### EXCERPTED TEXT
·····

Key Takeaway: PBS incremental backups with deduplication reduce backup storage consumption by 60-90% compared to vzdump full backups, while enabling faster backup windows.

Why It Matters: A 100 GB VM backed up daily with vzdump full backup consumes 700 GB per week. The same VM backed up with PBS incremental deduplication consumes 100-150 GB per week for typical database workloads—a 5-7x storage efficiency improvement. This means the same backup storage hardware retains more history, enabling longer retention windows without additional cost. Teams with large VM fleets often find that migrating to PBS is the single highest-ROI storage optimization available.


Example 49: Use vzdump for Manual Backup and Schedule Backup Jobs

vzdump remains the underlying backup tool for local backups and offline archives. Understanding its operation mode options enables appropriate backup strategy selection.

Code:

# Manual backup with all VMs and containers on this node
vzdump --all \
  --storage local \
  --mode snapshot \
  --compress zstd \
  --notes-template "Weekly backup - {{guestname}} - {{node}}"
# => Starting backup job for all guests...
# => Backing up VM 100 (ubuntu-24-server)...
# =>   snapshot mode: create disk snapshot, backup while VM running
# =>   Saving guest state... done
# =>   Creating backup archive: vzdump-qemu-100-2026_04_29-02_00_00.vma.zst
# =>   Archive size: 5.2 GB (3.1 GB compressed with zstd)
# => Backing up CT 200 (web-server-01)...
# => All backups completed
 
# Backup modes comparison:
# snapshot (default): VM runs during backup; uses disk snapshot; best for production
#   => requires qcow2 or ZFS; not available for raw disks without thin-pool
# suspend: VM suspended during backup (brief pause of 1-30 seconds)
#   => works with any disk format; brief downtime
# stop: VM stopped during backup; restarted after
#   => slowest; maximum consistency; use for critical databases without internal backup
 
# Backup a specific VM with retention
vzdump 100 \
  --storage pbs-main \
  --mode snapshot \
  --compress zstd \
  --remove 0
# => --remove 0: do not prune old backups after this job (use separate prune policy)
 
# View backup job status and history
pvesh get /cluster/backup --output-format json | python3 -c "
import sys, json
jobs = json.load(sys.stdin)['data']
for job in jobs:
    print(f\"Job {job['id']}: storage={job['storage']}, schedule={job.get('schedule','manual')}, mode={job['mode']}\")
"
# => Job backup-abc123: storage=pbs-main, schedule=0 1 * * *, mode=snapshot

Key Takeaway: Snapshot mode backups allow VMs to remain online during backup; stop mode provides maximum consistency for databases that require filesystem quiescence but causes VM downtime.

·····

### ENTRIES SUPPLIED
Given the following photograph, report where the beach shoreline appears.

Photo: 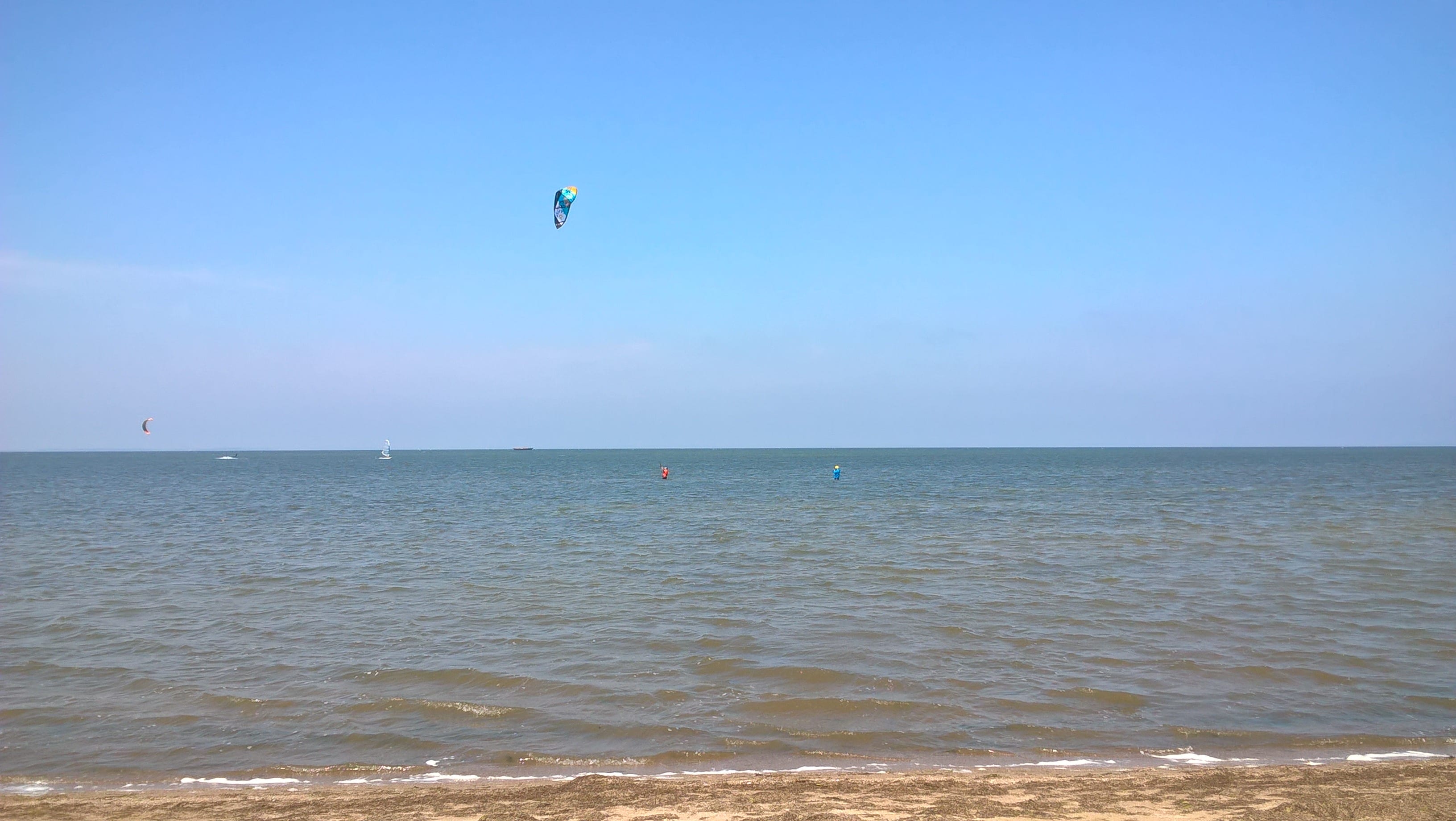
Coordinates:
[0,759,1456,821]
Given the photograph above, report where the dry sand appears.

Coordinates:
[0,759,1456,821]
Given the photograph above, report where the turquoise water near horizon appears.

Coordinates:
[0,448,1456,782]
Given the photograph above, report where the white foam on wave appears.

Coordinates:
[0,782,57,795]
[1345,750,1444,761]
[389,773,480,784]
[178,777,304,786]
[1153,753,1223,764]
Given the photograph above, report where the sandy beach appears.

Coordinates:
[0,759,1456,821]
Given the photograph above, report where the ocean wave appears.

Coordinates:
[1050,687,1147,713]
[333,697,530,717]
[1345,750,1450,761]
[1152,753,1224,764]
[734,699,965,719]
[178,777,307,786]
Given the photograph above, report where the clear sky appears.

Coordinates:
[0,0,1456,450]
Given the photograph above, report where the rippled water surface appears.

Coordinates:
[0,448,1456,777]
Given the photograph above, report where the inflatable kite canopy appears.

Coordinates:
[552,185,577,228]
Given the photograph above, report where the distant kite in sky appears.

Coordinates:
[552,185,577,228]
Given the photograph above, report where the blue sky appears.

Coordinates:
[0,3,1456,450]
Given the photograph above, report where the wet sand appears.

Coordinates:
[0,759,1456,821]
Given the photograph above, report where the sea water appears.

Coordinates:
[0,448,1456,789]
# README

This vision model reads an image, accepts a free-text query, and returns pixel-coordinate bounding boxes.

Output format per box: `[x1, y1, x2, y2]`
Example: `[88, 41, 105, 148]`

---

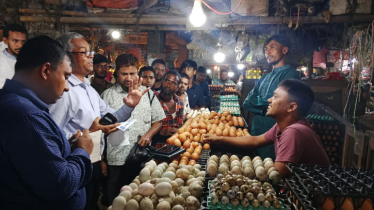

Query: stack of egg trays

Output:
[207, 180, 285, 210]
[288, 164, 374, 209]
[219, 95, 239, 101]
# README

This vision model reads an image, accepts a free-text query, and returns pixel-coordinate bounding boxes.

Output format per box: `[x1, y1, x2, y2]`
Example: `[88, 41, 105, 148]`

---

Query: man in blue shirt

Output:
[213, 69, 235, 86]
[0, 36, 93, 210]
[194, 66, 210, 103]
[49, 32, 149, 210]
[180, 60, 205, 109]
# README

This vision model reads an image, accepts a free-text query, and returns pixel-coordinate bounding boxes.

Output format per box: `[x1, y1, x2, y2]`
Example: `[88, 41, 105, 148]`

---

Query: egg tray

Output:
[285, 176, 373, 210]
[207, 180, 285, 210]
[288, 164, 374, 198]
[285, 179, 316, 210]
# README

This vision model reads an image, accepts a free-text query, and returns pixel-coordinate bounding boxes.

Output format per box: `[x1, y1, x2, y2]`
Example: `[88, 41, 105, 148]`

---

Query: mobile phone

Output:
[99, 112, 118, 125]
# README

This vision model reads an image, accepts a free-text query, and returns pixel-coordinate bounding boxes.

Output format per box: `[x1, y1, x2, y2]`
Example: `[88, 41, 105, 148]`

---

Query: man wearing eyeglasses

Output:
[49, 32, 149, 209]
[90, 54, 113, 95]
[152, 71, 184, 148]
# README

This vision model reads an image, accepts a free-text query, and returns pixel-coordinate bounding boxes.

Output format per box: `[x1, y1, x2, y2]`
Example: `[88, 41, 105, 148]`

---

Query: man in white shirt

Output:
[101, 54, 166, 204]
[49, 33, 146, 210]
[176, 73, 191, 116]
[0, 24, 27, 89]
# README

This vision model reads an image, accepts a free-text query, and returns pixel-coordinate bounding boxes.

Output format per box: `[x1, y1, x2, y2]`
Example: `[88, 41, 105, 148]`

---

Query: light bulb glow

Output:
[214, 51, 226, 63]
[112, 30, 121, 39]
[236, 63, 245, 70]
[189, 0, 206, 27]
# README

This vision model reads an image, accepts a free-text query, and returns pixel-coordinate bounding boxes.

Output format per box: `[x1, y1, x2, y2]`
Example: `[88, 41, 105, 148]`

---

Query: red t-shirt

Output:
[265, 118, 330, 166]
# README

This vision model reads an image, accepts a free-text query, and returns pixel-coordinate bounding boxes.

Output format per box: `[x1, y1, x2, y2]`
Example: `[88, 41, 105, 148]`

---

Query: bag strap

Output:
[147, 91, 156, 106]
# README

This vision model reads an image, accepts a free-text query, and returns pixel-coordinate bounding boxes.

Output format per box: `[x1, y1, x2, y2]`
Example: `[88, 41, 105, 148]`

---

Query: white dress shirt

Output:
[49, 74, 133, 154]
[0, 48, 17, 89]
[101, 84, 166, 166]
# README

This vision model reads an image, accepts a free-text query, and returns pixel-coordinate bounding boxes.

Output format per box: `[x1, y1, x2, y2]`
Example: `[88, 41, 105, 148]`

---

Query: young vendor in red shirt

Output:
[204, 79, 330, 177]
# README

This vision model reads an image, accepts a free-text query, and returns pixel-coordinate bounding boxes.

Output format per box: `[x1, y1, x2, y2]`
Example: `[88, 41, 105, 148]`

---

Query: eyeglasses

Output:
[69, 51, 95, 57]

·····

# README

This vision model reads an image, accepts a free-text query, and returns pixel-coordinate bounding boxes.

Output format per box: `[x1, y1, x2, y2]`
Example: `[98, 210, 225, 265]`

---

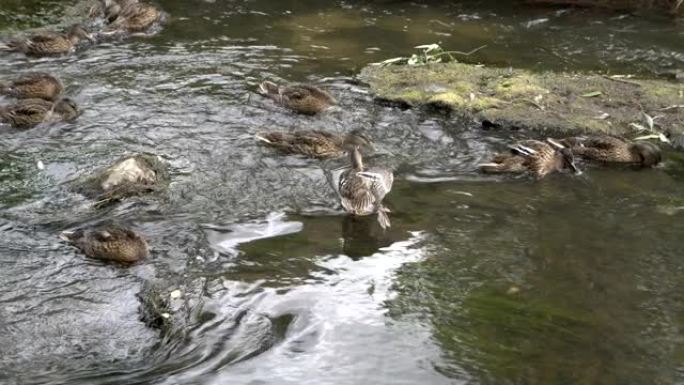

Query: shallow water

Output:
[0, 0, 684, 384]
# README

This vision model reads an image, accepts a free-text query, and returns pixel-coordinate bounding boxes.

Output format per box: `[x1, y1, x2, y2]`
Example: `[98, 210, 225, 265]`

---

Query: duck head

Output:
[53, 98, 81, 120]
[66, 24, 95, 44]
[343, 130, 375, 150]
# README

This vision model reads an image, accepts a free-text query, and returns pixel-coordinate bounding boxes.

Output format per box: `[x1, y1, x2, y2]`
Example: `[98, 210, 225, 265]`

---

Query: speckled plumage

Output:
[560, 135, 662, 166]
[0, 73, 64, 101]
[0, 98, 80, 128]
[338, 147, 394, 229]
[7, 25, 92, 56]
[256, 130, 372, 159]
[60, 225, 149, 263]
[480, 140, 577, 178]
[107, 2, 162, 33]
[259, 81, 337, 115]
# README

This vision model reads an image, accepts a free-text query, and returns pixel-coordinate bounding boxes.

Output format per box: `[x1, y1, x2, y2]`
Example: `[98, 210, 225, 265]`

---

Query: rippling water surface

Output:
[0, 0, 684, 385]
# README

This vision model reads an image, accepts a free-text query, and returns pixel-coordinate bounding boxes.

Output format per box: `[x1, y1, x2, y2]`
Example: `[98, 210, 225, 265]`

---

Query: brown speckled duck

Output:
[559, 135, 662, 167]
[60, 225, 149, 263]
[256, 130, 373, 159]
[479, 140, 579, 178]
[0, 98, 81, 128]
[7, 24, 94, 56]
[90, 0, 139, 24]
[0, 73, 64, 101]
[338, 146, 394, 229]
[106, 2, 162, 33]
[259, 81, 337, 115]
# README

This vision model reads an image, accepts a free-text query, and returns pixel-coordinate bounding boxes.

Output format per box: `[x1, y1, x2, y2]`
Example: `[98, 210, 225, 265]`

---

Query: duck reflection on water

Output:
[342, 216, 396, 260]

·····

### ACTIONS TO TAKE
1: According to the backup excerpt, how much storage does a 100 GB VM backed up daily with vzdump full backup consume per week?
2: Write out the stretch of the backup excerpt from "# => Backing up VM" through "compressed with zstd)", word for word.

### TASK RESPONSES
1: It consumes 700 GB per week.

2:
# => Backing up VM 100 (ubuntu-24-server)...
# =>   snapshot mode: create disk snapshot, backup while VM running
# =>   Saving guest state... done
# =>   Creating backup archive: vzdump-qemu-100-2026_04_29-02_00_00.vma.zst
# =>   Archive size: 5.2 GB (3.1 GB compressed with zstd)